> **文書**
____________________

本発明は、金属皮膜が、基材の表面に成膜されたパワーモジュールの製造方法に係り、特に、前記金属皮膜として、パワー素子等の接合部材をはんだを介してはんだ付けするために好適な金属皮膜が形成されたパワーモジュールの製造方法に関する。
IGBT(Insulated Gate Bipolar Transistor)等の半導体素子(パワー素子)を搭載したパワーモジュールにおいては、該パワー素子からの発熱を効率よく放熱し、発熱時においても基準温度以下となるような調整が図られている。
ここで、従来のパワーモジュールは、窒化アルミニウム(AlN)板や純アルミニウム板の積層体等からなる絶縁基板(DBA(Direct Brazed Aluminum)ともいう)の一側面にパワー素子がはんだ付けにより固定されて回路ユニットを成している。一方、絶縁基板の他側面にパワー素子からの熱を絶縁基板(基材)を介して放熱するための放熱板(ヒートシンク)、および冷却器がはんだ付け、ろう付け、もしくは接着剤にて接合されてパワーモジュールが形成されている。

____________________

> **作業指示 A**
パワーモジュールに関する上の文書を、一字一句違えずに全文打ち直してください。

> **使用データ**
____________________

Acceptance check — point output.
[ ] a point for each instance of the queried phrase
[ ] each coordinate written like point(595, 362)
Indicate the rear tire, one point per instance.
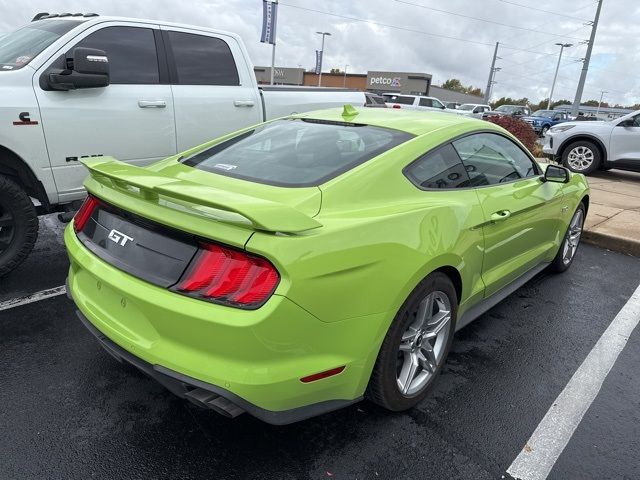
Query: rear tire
point(420, 334)
point(18, 225)
point(582, 156)
point(570, 243)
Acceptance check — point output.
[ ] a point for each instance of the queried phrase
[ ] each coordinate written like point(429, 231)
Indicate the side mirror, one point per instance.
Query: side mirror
point(90, 69)
point(555, 173)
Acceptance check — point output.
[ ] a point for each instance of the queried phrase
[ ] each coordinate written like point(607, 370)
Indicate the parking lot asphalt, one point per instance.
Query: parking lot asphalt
point(69, 410)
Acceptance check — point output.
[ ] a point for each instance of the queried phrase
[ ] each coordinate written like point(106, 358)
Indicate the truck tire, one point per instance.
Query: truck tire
point(18, 225)
point(582, 156)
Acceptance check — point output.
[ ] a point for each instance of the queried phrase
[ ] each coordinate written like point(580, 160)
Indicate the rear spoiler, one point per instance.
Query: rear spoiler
point(263, 214)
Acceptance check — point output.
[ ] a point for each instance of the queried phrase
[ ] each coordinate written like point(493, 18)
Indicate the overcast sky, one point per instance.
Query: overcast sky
point(419, 44)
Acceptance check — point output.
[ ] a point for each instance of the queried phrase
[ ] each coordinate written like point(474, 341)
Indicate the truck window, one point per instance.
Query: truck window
point(18, 48)
point(131, 51)
point(202, 60)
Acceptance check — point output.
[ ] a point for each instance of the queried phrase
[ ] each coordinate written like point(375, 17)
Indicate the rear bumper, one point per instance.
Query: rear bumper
point(207, 395)
point(253, 359)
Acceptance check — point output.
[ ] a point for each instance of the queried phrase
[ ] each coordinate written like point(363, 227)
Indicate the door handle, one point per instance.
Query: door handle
point(152, 103)
point(500, 215)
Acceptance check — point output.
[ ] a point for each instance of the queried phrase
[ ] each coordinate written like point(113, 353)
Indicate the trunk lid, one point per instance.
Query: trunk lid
point(149, 222)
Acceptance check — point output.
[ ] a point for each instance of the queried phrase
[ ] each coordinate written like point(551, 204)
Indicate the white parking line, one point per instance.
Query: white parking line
point(542, 450)
point(34, 297)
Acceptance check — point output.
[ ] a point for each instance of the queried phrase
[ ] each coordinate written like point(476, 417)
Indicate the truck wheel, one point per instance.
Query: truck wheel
point(18, 225)
point(582, 156)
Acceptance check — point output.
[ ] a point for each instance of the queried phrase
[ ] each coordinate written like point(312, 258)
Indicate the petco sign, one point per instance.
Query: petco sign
point(385, 81)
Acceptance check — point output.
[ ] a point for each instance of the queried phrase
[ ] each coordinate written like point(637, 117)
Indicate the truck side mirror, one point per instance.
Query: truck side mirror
point(90, 69)
point(626, 123)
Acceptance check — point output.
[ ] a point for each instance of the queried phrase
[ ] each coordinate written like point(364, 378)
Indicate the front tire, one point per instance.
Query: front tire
point(18, 225)
point(582, 156)
point(416, 345)
point(571, 242)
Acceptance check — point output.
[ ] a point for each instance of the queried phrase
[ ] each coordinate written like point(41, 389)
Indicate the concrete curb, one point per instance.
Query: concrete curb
point(612, 242)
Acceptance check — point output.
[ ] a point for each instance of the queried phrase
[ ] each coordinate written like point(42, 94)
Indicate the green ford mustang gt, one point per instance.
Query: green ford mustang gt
point(300, 265)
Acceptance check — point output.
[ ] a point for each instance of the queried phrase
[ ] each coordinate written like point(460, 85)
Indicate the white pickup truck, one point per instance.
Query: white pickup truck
point(80, 85)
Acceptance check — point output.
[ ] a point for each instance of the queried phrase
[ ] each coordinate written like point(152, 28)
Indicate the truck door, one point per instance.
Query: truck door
point(132, 119)
point(213, 93)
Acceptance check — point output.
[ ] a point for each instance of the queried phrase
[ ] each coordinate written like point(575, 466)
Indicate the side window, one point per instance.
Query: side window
point(441, 168)
point(491, 159)
point(131, 51)
point(202, 60)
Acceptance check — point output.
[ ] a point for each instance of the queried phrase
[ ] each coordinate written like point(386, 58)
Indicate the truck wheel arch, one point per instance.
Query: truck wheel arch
point(14, 167)
point(590, 138)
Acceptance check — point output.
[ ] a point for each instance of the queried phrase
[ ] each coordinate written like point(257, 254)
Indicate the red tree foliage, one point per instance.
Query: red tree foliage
point(519, 128)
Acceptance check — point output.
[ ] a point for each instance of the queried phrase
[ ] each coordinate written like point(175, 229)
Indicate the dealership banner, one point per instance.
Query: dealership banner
point(269, 20)
point(318, 61)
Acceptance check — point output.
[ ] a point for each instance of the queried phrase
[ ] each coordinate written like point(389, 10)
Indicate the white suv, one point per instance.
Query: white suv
point(585, 147)
point(473, 109)
point(415, 102)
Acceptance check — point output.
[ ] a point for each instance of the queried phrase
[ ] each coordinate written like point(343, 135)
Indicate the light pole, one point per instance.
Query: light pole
point(492, 71)
point(585, 65)
point(602, 92)
point(493, 82)
point(555, 76)
point(324, 34)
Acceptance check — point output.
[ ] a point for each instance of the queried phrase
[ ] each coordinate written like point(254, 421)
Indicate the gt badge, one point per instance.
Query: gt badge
point(119, 237)
point(25, 119)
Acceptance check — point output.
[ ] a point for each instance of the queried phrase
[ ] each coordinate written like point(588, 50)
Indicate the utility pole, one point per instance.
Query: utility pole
point(553, 85)
point(324, 34)
point(487, 92)
point(585, 65)
point(273, 50)
point(602, 92)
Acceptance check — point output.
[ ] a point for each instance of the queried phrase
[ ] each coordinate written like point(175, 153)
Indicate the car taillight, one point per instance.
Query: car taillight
point(84, 213)
point(232, 277)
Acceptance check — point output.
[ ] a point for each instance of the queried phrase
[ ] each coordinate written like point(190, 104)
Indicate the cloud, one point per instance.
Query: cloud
point(418, 45)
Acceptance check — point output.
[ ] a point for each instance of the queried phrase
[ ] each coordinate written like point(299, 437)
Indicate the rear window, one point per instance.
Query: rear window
point(297, 152)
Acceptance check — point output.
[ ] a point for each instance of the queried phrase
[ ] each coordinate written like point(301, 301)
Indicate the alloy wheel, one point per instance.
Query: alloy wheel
point(7, 228)
point(423, 343)
point(580, 158)
point(572, 238)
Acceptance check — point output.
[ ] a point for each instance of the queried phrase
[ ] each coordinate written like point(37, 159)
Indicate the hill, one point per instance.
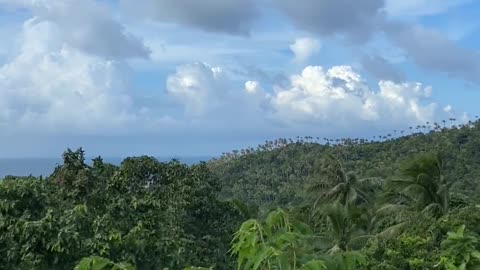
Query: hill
point(277, 172)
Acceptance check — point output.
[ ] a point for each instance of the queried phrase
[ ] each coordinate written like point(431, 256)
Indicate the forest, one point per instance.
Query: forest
point(403, 200)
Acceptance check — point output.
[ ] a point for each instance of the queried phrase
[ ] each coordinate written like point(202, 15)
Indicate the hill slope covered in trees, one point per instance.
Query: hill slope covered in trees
point(408, 202)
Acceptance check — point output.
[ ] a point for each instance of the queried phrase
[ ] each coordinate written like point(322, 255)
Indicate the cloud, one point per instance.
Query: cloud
point(381, 68)
point(198, 86)
point(339, 98)
point(304, 48)
point(99, 35)
point(353, 19)
point(415, 8)
point(335, 100)
point(225, 16)
point(53, 86)
point(433, 51)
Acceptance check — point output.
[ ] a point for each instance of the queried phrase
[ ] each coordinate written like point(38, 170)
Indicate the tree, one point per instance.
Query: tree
point(423, 185)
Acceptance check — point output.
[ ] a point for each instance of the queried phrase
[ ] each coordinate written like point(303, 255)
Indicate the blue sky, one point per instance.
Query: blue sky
point(194, 78)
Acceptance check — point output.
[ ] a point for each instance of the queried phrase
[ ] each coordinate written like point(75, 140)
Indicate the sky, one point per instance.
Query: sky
point(196, 78)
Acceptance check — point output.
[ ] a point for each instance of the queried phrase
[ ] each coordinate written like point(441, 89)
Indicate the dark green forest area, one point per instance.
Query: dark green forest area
point(405, 200)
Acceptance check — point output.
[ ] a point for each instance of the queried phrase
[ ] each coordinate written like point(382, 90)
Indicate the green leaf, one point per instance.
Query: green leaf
point(314, 265)
point(100, 263)
point(84, 264)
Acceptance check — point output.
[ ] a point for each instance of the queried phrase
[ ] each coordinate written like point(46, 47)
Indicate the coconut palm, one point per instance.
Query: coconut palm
point(336, 184)
point(422, 185)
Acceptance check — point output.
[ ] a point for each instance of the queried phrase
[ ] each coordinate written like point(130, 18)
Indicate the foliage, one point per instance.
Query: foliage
point(408, 202)
point(460, 251)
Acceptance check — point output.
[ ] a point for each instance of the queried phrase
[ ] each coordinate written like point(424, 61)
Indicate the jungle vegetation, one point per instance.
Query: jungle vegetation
point(404, 200)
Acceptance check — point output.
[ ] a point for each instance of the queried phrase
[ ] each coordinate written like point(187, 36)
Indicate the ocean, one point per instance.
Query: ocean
point(45, 166)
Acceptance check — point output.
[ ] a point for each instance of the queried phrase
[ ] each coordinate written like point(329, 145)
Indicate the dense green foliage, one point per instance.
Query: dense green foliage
point(396, 203)
point(153, 215)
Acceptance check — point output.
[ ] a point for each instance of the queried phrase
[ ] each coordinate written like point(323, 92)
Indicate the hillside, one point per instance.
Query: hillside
point(398, 203)
point(276, 173)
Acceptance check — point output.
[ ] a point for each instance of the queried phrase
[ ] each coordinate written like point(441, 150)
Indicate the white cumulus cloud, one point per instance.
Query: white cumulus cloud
point(339, 97)
point(304, 48)
point(50, 85)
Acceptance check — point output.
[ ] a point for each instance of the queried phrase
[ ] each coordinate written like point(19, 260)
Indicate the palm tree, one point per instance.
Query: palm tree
point(422, 184)
point(347, 228)
point(338, 185)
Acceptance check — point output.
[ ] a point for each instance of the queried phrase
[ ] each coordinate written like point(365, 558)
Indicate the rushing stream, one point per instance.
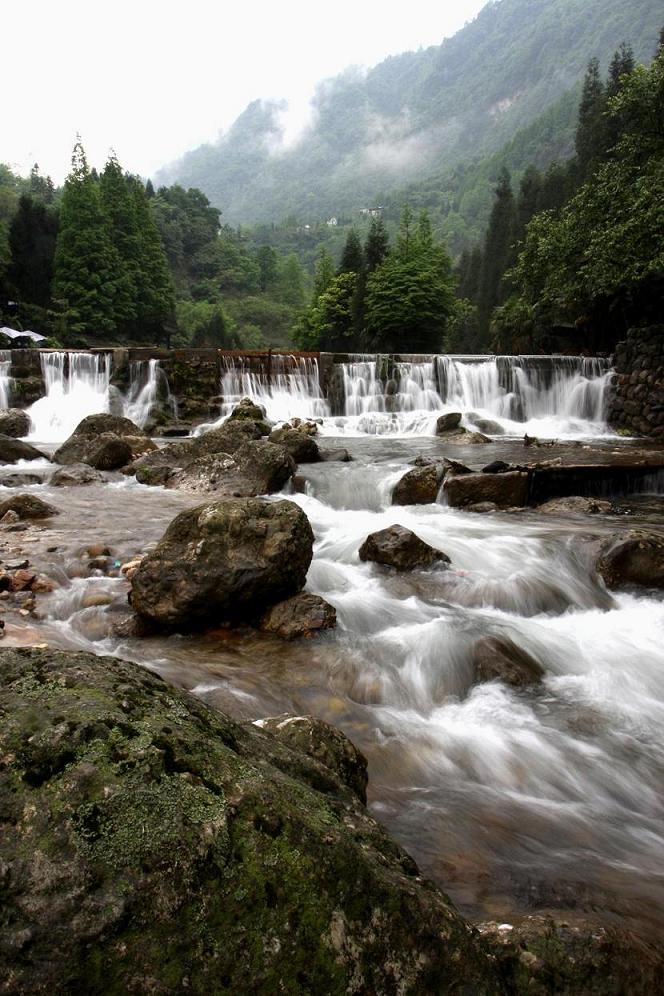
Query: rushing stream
point(511, 799)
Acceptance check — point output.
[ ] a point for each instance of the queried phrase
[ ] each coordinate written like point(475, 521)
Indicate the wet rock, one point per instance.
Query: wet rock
point(324, 743)
point(448, 423)
point(12, 450)
point(419, 486)
point(635, 557)
point(20, 480)
point(506, 490)
point(539, 955)
point(298, 443)
point(302, 615)
point(575, 504)
point(106, 442)
point(223, 561)
point(74, 475)
point(14, 422)
point(488, 426)
point(341, 455)
point(497, 658)
point(151, 844)
point(27, 506)
point(400, 548)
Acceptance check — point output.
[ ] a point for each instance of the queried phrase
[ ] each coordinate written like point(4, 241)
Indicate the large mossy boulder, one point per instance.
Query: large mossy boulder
point(419, 486)
point(400, 548)
point(223, 562)
point(105, 442)
point(14, 422)
point(152, 845)
point(13, 450)
point(634, 557)
point(233, 460)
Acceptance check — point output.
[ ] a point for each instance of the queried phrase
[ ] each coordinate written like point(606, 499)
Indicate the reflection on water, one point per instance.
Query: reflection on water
point(510, 798)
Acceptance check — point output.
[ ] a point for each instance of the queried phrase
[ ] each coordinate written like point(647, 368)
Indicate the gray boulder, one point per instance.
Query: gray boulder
point(14, 422)
point(223, 562)
point(12, 450)
point(400, 548)
point(419, 486)
point(301, 615)
point(635, 557)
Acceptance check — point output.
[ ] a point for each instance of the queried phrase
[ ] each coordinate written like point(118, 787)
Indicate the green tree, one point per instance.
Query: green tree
point(86, 261)
point(32, 237)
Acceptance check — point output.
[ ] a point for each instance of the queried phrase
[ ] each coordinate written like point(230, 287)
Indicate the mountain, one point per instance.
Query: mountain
point(418, 115)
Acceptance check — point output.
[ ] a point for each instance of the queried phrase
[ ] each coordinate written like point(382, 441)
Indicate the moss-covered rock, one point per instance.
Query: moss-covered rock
point(151, 845)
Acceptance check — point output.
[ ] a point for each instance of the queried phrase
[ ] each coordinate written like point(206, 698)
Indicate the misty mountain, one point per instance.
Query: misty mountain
point(420, 115)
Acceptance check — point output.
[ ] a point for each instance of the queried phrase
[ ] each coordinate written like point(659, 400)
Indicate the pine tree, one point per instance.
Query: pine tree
point(352, 257)
point(155, 301)
point(590, 140)
point(32, 237)
point(86, 262)
point(120, 208)
point(498, 253)
point(376, 245)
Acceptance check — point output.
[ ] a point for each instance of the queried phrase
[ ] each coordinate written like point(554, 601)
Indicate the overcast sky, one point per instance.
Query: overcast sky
point(154, 79)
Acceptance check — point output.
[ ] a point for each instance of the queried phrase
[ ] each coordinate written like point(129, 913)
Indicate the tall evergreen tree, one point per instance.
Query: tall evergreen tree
point(498, 251)
point(32, 238)
point(590, 139)
point(376, 245)
point(86, 261)
point(155, 298)
point(352, 256)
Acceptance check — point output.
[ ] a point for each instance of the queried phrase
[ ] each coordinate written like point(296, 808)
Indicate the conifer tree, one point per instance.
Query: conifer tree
point(86, 262)
point(376, 245)
point(498, 251)
point(32, 236)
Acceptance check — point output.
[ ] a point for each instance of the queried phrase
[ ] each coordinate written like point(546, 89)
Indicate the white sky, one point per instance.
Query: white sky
point(154, 79)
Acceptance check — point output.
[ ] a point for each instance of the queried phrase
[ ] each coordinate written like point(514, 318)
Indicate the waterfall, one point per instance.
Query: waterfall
point(553, 396)
point(148, 384)
point(77, 385)
point(5, 378)
point(285, 386)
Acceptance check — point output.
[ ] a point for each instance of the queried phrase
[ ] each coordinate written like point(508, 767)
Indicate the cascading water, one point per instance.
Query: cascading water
point(147, 385)
point(562, 397)
point(5, 378)
point(77, 385)
point(286, 386)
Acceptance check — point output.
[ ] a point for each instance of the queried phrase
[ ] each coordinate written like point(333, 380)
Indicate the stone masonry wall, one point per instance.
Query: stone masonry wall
point(637, 404)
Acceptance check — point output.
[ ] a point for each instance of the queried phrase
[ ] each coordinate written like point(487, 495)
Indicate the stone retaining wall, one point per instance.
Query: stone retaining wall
point(638, 394)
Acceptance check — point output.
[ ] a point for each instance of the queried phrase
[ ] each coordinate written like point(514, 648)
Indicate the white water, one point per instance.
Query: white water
point(563, 397)
point(5, 378)
point(290, 389)
point(79, 384)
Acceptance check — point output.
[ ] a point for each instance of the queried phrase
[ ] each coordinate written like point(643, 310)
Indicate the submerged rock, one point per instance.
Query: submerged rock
point(14, 422)
point(419, 486)
point(398, 547)
point(75, 474)
point(106, 442)
point(27, 506)
point(151, 844)
point(507, 490)
point(635, 557)
point(12, 450)
point(499, 658)
point(223, 561)
point(303, 614)
point(325, 744)
point(575, 504)
point(299, 443)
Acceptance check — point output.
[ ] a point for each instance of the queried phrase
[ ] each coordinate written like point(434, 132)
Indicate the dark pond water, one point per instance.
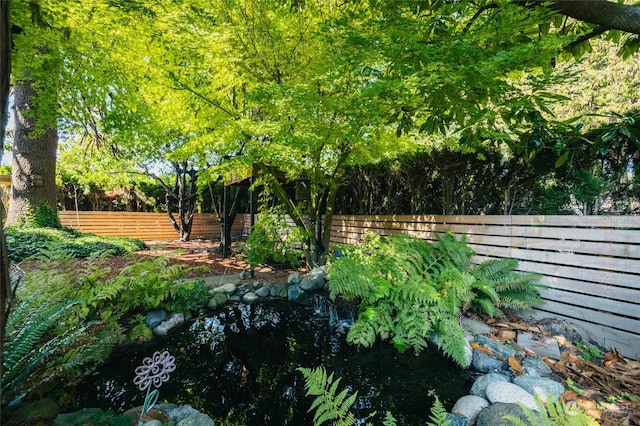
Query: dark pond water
point(238, 365)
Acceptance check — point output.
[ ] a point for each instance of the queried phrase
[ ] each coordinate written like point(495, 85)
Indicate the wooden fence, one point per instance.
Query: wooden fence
point(591, 264)
point(145, 226)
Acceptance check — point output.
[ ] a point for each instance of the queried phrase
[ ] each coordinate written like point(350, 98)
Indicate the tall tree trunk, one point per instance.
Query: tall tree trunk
point(33, 174)
point(5, 76)
point(228, 218)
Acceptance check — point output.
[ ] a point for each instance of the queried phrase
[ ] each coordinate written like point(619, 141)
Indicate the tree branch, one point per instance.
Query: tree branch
point(612, 16)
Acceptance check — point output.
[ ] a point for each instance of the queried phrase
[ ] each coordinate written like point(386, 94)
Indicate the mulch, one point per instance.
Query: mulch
point(608, 388)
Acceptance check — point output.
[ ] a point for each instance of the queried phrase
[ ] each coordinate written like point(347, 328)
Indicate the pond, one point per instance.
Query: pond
point(238, 365)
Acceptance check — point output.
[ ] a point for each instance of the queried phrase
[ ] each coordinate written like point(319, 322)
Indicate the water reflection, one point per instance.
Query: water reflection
point(239, 366)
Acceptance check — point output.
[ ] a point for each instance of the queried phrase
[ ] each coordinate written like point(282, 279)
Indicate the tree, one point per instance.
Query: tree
point(610, 15)
point(33, 183)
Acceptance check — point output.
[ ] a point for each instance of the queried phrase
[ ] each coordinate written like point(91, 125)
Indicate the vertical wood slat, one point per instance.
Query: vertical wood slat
point(591, 264)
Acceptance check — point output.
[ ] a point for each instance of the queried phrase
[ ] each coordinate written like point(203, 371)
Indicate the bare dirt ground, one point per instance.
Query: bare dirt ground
point(607, 388)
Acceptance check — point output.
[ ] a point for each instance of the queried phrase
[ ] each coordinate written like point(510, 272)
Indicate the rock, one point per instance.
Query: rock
point(479, 387)
point(485, 363)
point(264, 291)
point(225, 288)
point(510, 393)
point(540, 387)
point(87, 416)
point(296, 294)
point(294, 278)
point(155, 317)
point(279, 290)
point(498, 349)
point(543, 346)
point(474, 327)
point(469, 406)
point(165, 407)
point(320, 271)
point(250, 297)
point(494, 415)
point(217, 300)
point(534, 363)
point(243, 289)
point(454, 420)
point(179, 413)
point(468, 355)
point(312, 282)
point(41, 411)
point(197, 419)
point(174, 321)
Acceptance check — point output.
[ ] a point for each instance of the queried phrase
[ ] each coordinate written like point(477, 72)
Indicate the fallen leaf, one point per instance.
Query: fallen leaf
point(515, 365)
point(480, 348)
point(569, 396)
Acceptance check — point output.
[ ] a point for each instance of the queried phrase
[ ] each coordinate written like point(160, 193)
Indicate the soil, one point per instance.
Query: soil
point(608, 388)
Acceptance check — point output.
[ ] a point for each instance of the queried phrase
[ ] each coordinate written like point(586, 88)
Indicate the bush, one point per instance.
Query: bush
point(27, 242)
point(410, 290)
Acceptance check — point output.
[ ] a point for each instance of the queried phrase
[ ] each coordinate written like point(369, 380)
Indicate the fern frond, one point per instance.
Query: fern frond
point(438, 415)
point(389, 420)
point(328, 405)
point(555, 413)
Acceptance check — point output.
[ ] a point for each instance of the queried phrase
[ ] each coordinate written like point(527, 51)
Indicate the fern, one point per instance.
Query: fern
point(23, 350)
point(438, 414)
point(408, 289)
point(556, 413)
point(497, 285)
point(389, 420)
point(329, 404)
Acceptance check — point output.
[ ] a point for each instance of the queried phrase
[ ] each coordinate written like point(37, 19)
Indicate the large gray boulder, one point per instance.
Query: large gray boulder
point(494, 415)
point(510, 393)
point(479, 387)
point(469, 406)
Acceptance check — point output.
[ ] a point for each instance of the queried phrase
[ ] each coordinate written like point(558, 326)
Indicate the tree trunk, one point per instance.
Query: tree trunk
point(33, 177)
point(5, 74)
point(229, 218)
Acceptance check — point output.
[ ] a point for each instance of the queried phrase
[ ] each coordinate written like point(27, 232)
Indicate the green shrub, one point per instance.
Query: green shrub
point(69, 313)
point(410, 290)
point(189, 296)
point(26, 242)
point(39, 350)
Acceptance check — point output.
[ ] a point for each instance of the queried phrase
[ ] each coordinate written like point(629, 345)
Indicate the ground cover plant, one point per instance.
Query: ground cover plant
point(68, 314)
point(411, 291)
point(333, 403)
point(27, 242)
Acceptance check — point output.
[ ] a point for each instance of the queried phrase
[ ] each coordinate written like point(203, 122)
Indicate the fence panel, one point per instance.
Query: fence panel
point(591, 264)
point(145, 226)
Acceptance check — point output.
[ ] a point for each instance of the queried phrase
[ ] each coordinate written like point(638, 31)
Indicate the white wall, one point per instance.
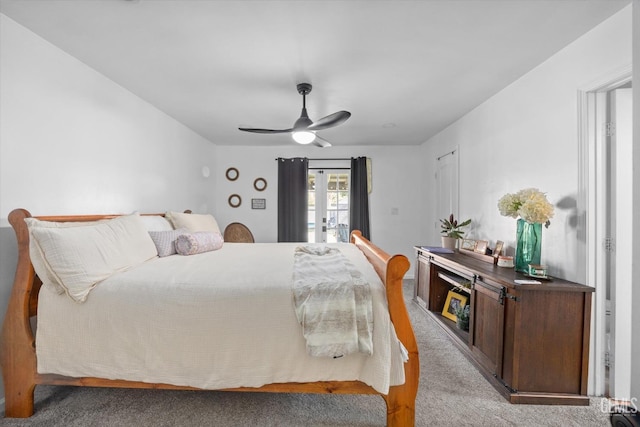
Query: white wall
point(72, 141)
point(396, 184)
point(526, 136)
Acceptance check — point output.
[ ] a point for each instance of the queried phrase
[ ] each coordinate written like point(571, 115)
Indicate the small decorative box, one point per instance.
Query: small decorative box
point(505, 261)
point(537, 270)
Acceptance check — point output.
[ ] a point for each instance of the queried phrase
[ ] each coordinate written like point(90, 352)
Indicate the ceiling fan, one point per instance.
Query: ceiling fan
point(304, 130)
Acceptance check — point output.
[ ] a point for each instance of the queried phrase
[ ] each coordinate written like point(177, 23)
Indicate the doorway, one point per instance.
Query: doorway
point(328, 211)
point(605, 180)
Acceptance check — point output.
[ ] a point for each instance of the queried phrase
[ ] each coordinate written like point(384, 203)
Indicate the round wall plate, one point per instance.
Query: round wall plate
point(260, 184)
point(232, 174)
point(235, 200)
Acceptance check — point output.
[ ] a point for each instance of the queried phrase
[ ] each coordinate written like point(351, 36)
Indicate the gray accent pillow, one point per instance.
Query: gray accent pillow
point(165, 241)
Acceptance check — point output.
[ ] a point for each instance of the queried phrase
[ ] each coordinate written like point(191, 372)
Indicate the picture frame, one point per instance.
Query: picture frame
point(481, 246)
point(468, 244)
point(453, 301)
point(258, 203)
point(498, 249)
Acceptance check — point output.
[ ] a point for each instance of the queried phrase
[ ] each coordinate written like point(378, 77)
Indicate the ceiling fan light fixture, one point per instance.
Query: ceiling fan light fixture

____________________

> **作業指示 B**
文書の後に続く行の最初から「point(570, 243)」を含む行まで、その行も含めてそのまま繰り返してください。画像は答えに入れないでください。

> **解答 A**
本発明は、金属皮膜が、基材の表面に成膜されたパワーモジュールの製造方法に係り、特に、前記金属皮膜として、パワー素子等の接合部材をはんだを介してはんだ付けするために好適な金属皮膜が形成されたパワーモジュールの製造方法に関する。
IGBT(Insulated Gate Bipolar Transistor)等の半導体素子(パワー素子)を搭載したパワーモジュールにおいては、該パワー素子からの発熱を効率よく放熱し、発熱時においても基準温度以下となるような調整が図られている。
ここで、従来のパワーモジュールは、窒化アルミニウム(AlN)板や純アルミニウム板の積層体等からなる絶縁基板(DBA(Direct Brazed Aluminum)ともいう)の一側面にパワー素子がはんだ付けにより固定されて回路ユニットを成している。一方、絶縁基板の他側面にパワー素子からの熱を絶縁基板(基材)を介して放熱するための放熱板(ヒートシンク)、および冷却器がはんだ付け、ろう付け、もしくは接着剤にて接合されてパワーモジュールが形成されている。

> **解答 B**
Acceptance check — point output.
[ ] a point for each instance of the queried phrase
[ ] each coordinate written like point(595, 362)
Indicate the rear tire, one point per instance.
Query: rear tire
point(420, 334)
point(18, 225)
point(582, 156)
point(570, 243)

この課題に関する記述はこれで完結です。